### [About this exercise]
Each record must be repeated exactly as it stands.

### [Provided information]
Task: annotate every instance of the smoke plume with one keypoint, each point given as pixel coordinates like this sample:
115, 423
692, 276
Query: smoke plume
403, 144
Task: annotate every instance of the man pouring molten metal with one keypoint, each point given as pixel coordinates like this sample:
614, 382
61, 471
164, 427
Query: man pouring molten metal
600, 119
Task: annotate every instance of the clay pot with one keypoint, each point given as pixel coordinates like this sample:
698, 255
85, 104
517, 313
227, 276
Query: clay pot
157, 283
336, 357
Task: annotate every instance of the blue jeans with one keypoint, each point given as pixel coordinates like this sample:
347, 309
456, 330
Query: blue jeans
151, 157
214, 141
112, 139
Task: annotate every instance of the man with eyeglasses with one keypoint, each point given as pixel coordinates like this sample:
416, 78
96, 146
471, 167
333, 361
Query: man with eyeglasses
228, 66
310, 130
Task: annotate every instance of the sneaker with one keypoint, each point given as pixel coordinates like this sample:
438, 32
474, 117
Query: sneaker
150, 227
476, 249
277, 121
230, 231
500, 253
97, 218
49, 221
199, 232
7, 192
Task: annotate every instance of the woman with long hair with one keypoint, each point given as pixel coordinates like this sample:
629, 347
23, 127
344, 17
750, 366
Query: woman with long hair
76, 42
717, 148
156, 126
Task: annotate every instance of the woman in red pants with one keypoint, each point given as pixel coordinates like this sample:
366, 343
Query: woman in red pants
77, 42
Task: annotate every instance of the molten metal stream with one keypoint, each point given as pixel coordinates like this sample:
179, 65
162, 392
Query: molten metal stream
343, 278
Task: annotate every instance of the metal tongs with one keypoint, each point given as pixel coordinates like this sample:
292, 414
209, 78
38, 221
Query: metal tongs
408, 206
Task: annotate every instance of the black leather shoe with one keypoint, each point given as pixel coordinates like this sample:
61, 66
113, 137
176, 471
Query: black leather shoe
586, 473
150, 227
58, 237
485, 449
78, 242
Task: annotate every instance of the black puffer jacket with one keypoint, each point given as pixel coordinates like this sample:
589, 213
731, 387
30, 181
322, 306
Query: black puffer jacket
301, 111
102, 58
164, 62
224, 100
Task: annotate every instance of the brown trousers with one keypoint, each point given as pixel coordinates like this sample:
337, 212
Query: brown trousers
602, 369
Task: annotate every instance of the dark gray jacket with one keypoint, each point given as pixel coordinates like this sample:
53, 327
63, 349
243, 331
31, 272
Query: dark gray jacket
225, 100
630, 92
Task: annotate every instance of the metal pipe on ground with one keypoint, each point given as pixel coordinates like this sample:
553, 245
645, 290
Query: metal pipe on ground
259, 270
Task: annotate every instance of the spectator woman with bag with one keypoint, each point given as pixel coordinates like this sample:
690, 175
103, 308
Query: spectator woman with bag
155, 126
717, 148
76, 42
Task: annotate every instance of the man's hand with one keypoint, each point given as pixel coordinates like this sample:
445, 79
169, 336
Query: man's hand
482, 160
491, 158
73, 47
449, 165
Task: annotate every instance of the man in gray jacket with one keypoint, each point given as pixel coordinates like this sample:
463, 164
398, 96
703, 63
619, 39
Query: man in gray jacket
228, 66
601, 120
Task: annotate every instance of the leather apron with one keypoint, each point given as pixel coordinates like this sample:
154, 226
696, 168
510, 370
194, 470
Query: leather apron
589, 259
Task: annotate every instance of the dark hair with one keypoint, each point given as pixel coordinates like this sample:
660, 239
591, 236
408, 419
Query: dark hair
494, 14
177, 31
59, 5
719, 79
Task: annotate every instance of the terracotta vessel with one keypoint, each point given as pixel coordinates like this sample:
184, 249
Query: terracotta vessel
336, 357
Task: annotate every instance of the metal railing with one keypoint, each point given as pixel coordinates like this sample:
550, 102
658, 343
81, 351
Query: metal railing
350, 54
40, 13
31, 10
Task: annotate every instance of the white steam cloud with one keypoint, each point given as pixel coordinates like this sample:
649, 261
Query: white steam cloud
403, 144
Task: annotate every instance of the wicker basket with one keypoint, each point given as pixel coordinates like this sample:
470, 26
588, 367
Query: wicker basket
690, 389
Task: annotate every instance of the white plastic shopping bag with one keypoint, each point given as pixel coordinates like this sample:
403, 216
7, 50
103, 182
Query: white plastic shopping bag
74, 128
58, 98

### [Answer for the task]
Task: annotate every instance of the smoke plume with one keypoint, each point given as pixel coordinates like this sample:
115, 423
692, 276
Query: smoke plume
403, 144
Task: annotate every instance of the man pouring molten metal with one keypoint, each point given as pixel coordinates like this sample:
614, 382
61, 471
164, 427
Query: man pouring molten metal
600, 119
Task: annotate every instance of the clay pot with one keypoint, each point given as pixel coordinates like this sample:
698, 255
85, 104
517, 313
227, 276
Query: clay pot
157, 283
336, 357
Task: annotate every instance of the blue jeans with one keypoint, each point given as pixel coordinates like this sample:
347, 309
456, 330
Query: blue jeans
151, 157
214, 141
112, 139
Task: annotate every instance of the man with eyeglasses with one keypoint, each point given as pixel coordinates like this sample:
416, 78
96, 146
471, 167
333, 361
Query: man with eyeglasses
228, 66
310, 130
Task: annotate every instance of the sneaker with one keypoint, each point given as pixel coordinates like this sample:
438, 32
474, 117
Query: sneaker
150, 227
476, 249
277, 121
230, 231
500, 253
97, 218
49, 221
199, 232
7, 192
Task: annotate every instance of the woman with long hair with one keypoint, each point given as pixel coordinates like this sample:
629, 347
23, 127
344, 17
750, 366
Query: woman with long hair
76, 42
717, 148
156, 126
Task: annotate every instance of the woman in red pants with one keypoint, each point given as pixel coordinates like this sample:
366, 343
Query: woman in red pants
77, 42
Task: annotate every instance of the molten metal stream with one keypoint, each point given as pixel coordinates like this sample:
179, 65
162, 392
Query: molten metal stream
343, 278
Task: annotate every instance of the metal tongs with one keypoint, each point given as pixel coordinates like this sample:
292, 414
209, 78
38, 221
Query: metal tongs
408, 206
Task: annotate every instance of the black leather shoe with one keypoint, each point given as pixel coordinates like this sample:
61, 66
113, 137
176, 471
Query: black leather shoe
586, 473
150, 227
58, 237
485, 449
78, 242
Task: annotate every instance of the black puffer jacket with one keypoint, each point given as pixel coordinates like this sample:
589, 213
731, 387
30, 181
322, 306
Query: black puffer jacket
301, 111
102, 58
164, 62
224, 100
Task: annotate every instance of the brown trousers with one keypoint, each point given as pixel coordinates like this sample:
337, 212
Query: brown trousers
602, 369
Task: annotate every instance of the dark gray jacket with one keypoint, each point given as pixel coordinates like this sample:
53, 327
63, 349
243, 331
31, 272
Query: dark gray jacket
225, 100
630, 92
Task: annotate every instance of the metal pipe on ground with one keypoint, each point given as pixel coordinates like this sample:
553, 245
645, 290
Query: metal pipe on ground
259, 270
Task: annotate every instance of the spectator woman with bag with one keypoint, each point given as pixel coordinates like this sample:
690, 175
103, 308
Query: spectator woman with bag
155, 126
717, 148
76, 42
Task: annotate every instance of the man's hand with one keypoint, each point given as pixel coordinates like this sample:
445, 79
169, 336
Query: man's hand
482, 160
491, 158
73, 47
449, 165
Task: annotate every instance of the man in gray jacket with one keypoint, each point given as pixel coordinates like this sample:
463, 164
398, 96
703, 63
619, 39
Query: man in gray jacket
228, 66
601, 120
Task: annotate every instance of the leather apron with one keypoint, each point given as pixel coordinates like this sample:
154, 226
696, 168
510, 370
194, 470
Query: leather apron
589, 259
Task: annotate every instance of the dark hair with one keypoint, each point given as pixel coordinates like this sample:
660, 239
591, 236
408, 419
Query: dark hair
494, 14
177, 31
59, 5
719, 79
Task: annotate every instance of the terracotta vessel with one keypoint, each point given as pixel coordinates like this sample:
184, 249
Query: terracotta vessel
336, 357
Task: annotate every instance of the metal railing with one keypoint, each point given as pixel coordinates like this sample:
550, 102
658, 343
81, 351
Query: metal railing
350, 54
40, 13
31, 10
Task: annotate every instance of the white steam cloud with one keypoint, each point given as pixel coordinates like this sample:
649, 261
Query: white steam cloud
403, 144
Task: annotate every instance of the wicker basket with one keypoint, each point given as pixel coordinates like this sample:
470, 26
588, 367
Query: wicker basket
690, 389
Task: annotate every instance of the white plastic shopping bag with one keypoint, each point given as pixel coordinates like this sample:
403, 216
7, 50
103, 182
Query: white plastic shopping bag
74, 128
58, 98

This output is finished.